---------- Texto base

A polêmica sobre as bebidas serviu para tirar o foco de outros pontos bastante peculiares da Lei Geral que o brasileiro só deve perceber quando a Copa do Mundo de 2014 se aproximar.

A lei antipirataria embutida na legislação é um desses pontos.


O combate à venda de produtos piratas e ao chamado “marketing de emboscada” (associação não autorizada de marcas à Copa do Mundo) são vitais para os interesses comerciais da Fifa. A entidade transformou a Copa do Mundo num evento altamente rentável ao garantir exclusividade total a seus patrocinadores, não apenas nos estádios e lojas oficiais, mas no país em que o torneio é disputado.

Como ocorreu com a Alemanha em 2006 e com a África do Sul em 2010, o Brasil foi pressionado a modificar suas leis. Durante o mundial, a pena contra a pirataria passou do máximo de três meses de prisão para até um ano e multa. O marketing de emboscada também virou crime. A Fifa poderá definir áreas de restrição comercial em até dois quilômetros no entorno dos estádios das cidades sede. Dentro deste perímetro, apenas as marcas parceiras da entidade poderão comercializar e expor seus produtos. Estabelecimentos formais que já estejam nestas regiões poderão funcionar durante a Copa das Confederações (em 2013) e o Mundial, mas sem fazer publicidade de concorrentes.

--------------------
---------- Trechos de dados

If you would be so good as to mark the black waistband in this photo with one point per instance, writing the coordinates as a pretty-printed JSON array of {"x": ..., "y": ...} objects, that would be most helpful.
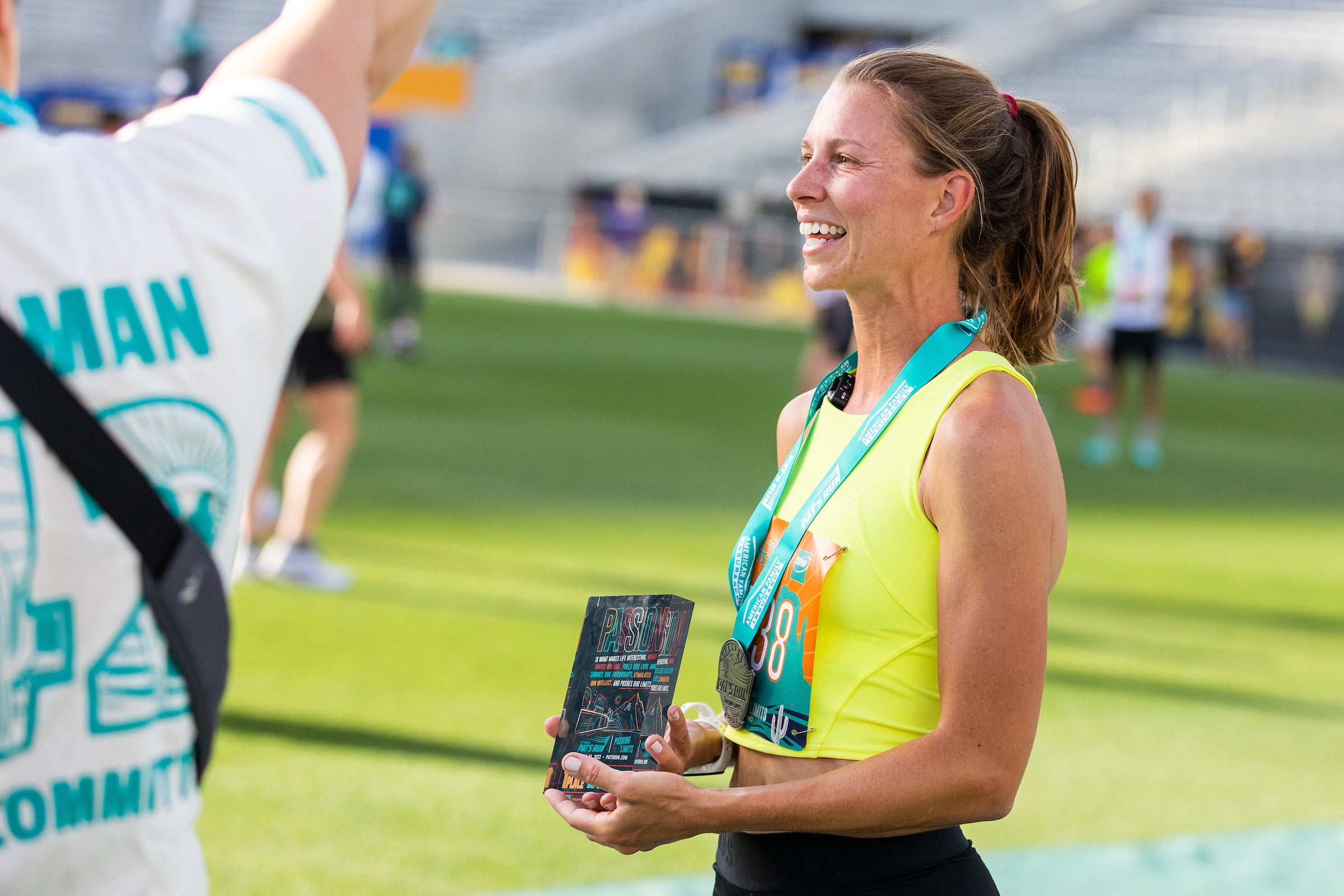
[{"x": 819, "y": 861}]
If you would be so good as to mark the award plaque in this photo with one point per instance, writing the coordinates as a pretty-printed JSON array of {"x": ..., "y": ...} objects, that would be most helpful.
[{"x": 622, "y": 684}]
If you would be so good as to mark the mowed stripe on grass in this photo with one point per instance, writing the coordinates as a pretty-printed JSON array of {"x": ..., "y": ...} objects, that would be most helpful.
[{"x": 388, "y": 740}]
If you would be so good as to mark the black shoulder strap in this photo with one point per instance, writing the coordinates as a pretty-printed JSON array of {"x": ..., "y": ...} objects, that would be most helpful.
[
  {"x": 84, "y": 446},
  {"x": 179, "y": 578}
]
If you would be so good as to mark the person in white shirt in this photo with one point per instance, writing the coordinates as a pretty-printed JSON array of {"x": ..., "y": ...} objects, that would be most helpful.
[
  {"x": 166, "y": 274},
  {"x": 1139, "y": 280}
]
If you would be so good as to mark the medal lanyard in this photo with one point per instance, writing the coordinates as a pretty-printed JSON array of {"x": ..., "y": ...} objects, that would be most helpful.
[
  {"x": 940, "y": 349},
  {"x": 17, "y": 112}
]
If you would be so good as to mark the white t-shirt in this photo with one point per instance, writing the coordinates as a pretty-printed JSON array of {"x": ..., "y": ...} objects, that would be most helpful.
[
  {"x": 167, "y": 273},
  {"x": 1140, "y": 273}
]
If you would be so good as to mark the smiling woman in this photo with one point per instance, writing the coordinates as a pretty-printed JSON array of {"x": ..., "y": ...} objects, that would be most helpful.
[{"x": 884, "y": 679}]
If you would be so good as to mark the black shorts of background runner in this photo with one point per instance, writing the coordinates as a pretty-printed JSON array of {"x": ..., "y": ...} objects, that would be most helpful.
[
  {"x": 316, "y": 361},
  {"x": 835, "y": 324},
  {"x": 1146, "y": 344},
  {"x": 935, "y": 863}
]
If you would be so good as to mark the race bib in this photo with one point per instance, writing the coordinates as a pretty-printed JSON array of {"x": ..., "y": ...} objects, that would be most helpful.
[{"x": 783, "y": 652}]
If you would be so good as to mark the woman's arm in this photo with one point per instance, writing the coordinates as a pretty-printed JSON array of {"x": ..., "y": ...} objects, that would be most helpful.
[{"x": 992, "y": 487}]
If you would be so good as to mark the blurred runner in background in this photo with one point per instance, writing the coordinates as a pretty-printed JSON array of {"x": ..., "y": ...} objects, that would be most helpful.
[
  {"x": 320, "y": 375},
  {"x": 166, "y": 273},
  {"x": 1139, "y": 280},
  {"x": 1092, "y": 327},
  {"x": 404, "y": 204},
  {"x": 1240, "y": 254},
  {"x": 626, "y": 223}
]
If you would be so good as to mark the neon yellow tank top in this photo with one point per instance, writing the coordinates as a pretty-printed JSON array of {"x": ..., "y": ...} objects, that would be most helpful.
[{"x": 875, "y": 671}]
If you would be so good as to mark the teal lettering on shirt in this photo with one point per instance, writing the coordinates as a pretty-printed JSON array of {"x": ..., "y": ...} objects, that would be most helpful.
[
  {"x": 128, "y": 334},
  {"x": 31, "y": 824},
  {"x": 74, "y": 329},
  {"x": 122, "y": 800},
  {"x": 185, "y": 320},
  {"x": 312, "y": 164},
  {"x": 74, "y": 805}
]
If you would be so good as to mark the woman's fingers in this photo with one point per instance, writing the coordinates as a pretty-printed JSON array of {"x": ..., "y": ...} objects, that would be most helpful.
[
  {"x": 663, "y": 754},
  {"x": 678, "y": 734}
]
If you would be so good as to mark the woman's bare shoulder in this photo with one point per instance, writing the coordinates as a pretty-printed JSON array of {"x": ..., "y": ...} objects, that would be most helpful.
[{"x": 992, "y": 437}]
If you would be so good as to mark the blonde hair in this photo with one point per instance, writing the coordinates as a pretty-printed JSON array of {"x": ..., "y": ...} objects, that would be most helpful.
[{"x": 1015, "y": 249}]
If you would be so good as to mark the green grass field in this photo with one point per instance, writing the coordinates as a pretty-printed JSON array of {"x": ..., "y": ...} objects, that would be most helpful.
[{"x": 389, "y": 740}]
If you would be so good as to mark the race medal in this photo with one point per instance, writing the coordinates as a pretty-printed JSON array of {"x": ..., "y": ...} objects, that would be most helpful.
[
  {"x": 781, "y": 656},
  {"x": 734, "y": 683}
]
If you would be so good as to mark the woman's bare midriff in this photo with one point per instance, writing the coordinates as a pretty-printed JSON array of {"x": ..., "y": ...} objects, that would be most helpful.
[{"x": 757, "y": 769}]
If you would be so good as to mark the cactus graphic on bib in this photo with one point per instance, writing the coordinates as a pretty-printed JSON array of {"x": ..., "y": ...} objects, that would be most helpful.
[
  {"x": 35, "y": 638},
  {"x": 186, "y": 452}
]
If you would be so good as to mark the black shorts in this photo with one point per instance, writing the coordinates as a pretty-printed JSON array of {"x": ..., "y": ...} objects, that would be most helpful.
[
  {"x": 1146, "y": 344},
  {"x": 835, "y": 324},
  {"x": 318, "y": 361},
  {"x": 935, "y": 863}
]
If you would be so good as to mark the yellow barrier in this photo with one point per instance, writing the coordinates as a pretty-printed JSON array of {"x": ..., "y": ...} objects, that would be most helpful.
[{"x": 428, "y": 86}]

--------------------
---------- Trechos de dados

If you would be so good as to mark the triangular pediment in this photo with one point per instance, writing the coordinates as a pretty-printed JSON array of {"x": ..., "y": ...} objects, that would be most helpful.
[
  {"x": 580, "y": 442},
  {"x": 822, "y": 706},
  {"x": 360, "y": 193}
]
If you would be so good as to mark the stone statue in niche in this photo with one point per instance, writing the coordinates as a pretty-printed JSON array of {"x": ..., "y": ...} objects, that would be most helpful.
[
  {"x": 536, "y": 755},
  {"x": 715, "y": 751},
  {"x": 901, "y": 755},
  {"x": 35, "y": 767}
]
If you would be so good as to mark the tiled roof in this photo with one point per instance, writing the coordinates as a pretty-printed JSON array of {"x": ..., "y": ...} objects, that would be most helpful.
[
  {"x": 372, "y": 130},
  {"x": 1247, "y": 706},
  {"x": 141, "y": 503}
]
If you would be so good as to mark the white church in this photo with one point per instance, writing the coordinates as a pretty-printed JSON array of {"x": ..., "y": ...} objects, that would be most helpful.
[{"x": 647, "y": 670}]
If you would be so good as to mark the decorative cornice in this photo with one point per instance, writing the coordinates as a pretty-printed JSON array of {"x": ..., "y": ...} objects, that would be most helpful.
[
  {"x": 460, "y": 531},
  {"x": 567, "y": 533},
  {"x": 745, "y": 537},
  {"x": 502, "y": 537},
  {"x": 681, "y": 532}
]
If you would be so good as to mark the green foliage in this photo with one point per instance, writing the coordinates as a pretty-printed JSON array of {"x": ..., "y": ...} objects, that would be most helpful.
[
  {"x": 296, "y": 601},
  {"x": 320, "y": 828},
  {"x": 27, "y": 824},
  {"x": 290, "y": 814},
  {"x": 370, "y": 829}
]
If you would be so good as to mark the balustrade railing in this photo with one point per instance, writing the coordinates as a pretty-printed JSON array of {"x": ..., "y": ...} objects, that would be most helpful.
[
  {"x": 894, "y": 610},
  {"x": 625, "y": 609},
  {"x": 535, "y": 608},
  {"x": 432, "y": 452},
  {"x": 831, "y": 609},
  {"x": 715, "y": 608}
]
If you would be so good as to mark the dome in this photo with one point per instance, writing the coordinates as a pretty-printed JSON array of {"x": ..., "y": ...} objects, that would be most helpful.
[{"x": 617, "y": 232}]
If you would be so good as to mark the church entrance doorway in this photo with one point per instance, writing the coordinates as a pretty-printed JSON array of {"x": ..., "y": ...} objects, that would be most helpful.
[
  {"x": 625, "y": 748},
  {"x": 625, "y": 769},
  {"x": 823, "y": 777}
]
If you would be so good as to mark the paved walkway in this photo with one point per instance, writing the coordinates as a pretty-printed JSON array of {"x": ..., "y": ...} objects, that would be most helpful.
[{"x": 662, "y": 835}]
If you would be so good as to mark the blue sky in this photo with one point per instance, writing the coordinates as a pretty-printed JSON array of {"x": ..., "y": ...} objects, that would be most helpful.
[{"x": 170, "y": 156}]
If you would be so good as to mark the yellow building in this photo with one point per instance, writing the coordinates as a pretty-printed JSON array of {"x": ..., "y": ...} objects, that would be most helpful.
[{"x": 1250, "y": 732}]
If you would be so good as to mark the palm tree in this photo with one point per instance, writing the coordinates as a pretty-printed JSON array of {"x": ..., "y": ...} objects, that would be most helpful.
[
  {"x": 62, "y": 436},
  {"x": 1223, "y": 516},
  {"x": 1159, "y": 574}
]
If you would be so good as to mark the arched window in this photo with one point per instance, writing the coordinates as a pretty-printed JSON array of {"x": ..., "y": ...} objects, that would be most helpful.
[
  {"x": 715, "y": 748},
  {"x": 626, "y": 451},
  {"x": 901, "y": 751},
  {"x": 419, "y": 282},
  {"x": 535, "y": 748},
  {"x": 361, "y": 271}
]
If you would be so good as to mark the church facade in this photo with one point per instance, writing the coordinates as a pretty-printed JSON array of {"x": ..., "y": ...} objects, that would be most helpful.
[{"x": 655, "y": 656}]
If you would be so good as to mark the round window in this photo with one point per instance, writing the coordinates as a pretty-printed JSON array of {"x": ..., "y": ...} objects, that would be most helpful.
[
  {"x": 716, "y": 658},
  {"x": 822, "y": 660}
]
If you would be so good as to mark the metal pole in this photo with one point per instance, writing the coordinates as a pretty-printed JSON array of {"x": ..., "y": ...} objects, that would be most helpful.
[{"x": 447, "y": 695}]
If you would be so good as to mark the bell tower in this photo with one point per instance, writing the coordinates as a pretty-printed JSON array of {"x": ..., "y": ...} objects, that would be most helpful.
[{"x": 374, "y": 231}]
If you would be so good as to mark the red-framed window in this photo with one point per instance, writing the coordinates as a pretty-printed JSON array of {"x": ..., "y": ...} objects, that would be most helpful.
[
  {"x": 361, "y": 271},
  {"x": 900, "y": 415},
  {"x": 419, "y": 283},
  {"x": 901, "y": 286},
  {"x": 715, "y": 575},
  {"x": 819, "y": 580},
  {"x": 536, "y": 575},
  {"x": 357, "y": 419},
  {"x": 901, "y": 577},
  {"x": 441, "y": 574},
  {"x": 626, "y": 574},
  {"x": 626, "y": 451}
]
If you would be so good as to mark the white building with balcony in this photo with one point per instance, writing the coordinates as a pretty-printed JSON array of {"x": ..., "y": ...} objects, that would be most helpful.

--------------------
---------- Trechos de dados

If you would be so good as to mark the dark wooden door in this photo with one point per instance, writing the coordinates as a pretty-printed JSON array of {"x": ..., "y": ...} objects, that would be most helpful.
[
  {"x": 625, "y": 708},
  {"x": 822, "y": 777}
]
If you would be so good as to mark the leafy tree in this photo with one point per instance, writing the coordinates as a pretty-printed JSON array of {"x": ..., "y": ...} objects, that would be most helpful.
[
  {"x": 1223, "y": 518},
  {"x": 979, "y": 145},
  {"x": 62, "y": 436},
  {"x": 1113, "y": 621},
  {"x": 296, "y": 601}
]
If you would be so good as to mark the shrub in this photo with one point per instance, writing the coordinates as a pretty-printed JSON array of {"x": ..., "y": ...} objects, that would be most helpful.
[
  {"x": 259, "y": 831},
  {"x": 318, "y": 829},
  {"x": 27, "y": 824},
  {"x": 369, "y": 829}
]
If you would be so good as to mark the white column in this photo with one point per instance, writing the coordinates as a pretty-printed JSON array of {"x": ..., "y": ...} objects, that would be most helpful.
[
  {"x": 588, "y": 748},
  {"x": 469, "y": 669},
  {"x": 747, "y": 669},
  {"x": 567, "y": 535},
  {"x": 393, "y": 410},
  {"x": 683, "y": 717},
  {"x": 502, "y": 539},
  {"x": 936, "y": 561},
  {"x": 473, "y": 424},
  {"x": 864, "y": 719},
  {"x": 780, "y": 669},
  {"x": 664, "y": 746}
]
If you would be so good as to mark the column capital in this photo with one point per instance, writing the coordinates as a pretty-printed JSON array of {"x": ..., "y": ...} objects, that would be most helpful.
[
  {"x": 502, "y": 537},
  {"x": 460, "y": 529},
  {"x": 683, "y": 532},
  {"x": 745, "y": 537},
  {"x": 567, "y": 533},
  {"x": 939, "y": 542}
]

--------------------

_Exercícios propostos_
1. Indique se cada afirmação abaixo está de acordo com o texto sobre a Lei Geral da Copa, respondendo sim ou não e citando literalmente as palavras do texto que decidem a questão.
(a) Durante o mundial, a pena contra a pirataria pode chegar a um ano e multa.
(b) A Fifa poderá definir áreas de restrição comercial de até cinco quilômetros em torno dos estádios.
(c) Estabelecimentos formais já instalados nessas áreas terão de fechar durante a Copa das Confederações.
2. Reproduza um trecho do texto sobre a Lei Geral da Copa. Comece nas palavras que contêm "A polêmica sobre" e pare logo depois de "um desses pontos.".
Os dados não têm nenhum papel nesta atividade.

_Respostas_
1.
(a) Sim: "a pena contra a pirataria passou do máximo de três meses de prisão para até um ano e multa".
(b) Não: "em até dois quilômetros no entorno dos estádios das cidades sede".
(c) Não: "poderão funcionar durante a Copa das Confederações (em 2013) e o Mundial".

2.
A polêmica sobre as bebidas serviu para tirar o foco de outros pontos bastante peculiares da Lei Geral que o brasileiro só deve perceber quando a Copa do Mundo de 2014 se aproximar.

A lei antipirataria embutida na legislação é um desses pontos.